Your objective
How many of the lines below contain the word "flock"? Reply with the number alone.
# Start of Records shown
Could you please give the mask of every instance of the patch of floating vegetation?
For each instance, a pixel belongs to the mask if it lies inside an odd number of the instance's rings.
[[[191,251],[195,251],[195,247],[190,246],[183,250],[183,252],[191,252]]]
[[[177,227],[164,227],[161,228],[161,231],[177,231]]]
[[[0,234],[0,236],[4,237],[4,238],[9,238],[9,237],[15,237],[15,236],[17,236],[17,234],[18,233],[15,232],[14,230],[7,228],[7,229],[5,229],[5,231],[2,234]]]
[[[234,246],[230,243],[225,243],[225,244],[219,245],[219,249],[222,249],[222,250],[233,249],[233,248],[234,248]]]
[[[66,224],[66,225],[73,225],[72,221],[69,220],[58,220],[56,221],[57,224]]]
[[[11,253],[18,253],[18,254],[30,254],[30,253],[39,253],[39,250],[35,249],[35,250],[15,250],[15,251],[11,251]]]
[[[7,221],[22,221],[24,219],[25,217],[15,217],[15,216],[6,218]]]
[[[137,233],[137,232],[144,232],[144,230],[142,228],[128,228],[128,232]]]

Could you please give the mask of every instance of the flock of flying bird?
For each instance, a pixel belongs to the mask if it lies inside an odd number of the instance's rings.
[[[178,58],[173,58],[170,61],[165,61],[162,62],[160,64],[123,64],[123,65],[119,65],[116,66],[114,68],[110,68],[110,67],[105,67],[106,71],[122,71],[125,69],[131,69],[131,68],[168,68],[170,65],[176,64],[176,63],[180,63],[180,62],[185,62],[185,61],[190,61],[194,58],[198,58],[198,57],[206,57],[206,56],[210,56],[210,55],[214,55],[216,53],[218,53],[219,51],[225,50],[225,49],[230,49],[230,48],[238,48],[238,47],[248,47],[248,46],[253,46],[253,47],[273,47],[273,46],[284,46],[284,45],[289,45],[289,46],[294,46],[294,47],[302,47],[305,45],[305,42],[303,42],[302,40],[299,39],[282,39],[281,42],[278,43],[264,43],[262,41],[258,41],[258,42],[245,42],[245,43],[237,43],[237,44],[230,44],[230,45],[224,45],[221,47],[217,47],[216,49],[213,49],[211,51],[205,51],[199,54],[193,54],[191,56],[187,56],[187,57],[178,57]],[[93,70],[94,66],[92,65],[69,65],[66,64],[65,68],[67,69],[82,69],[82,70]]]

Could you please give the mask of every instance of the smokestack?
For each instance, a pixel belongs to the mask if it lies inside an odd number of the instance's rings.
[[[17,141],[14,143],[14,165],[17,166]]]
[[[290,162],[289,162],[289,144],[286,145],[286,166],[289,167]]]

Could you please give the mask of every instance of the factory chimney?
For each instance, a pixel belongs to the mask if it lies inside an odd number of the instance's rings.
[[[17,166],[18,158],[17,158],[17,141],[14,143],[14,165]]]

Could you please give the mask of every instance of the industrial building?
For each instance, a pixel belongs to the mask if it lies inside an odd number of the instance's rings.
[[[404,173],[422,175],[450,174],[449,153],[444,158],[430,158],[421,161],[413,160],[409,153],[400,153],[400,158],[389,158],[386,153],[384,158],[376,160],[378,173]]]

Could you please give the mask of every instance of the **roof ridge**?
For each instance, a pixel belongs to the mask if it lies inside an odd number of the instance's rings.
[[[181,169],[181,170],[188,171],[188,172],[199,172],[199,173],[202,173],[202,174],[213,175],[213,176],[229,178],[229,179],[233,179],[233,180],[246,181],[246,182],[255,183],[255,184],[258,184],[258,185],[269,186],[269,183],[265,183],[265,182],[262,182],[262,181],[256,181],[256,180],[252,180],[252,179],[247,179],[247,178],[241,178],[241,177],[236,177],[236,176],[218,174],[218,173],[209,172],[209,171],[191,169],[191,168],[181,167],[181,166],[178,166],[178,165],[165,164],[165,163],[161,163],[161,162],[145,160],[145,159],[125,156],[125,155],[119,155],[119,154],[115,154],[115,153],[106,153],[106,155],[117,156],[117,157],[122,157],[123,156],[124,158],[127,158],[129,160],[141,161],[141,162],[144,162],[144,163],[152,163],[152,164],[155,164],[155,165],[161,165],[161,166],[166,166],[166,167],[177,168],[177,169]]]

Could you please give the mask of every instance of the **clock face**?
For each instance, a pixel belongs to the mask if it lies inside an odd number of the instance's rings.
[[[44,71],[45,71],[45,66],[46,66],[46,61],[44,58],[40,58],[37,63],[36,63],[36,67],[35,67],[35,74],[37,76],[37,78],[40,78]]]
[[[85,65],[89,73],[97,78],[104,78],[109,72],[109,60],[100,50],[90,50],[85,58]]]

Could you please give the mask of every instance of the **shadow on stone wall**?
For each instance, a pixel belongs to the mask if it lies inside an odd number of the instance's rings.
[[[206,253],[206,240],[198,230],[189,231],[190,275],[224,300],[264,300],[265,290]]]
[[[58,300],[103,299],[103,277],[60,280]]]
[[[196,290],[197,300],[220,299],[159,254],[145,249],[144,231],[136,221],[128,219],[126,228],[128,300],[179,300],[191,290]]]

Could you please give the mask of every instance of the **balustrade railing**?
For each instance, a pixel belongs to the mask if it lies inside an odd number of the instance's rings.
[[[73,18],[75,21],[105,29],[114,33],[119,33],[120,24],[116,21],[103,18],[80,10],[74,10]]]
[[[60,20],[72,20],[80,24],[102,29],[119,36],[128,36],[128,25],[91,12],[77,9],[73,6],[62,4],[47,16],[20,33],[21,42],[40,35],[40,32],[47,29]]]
# End of Records shown
Complete answer
1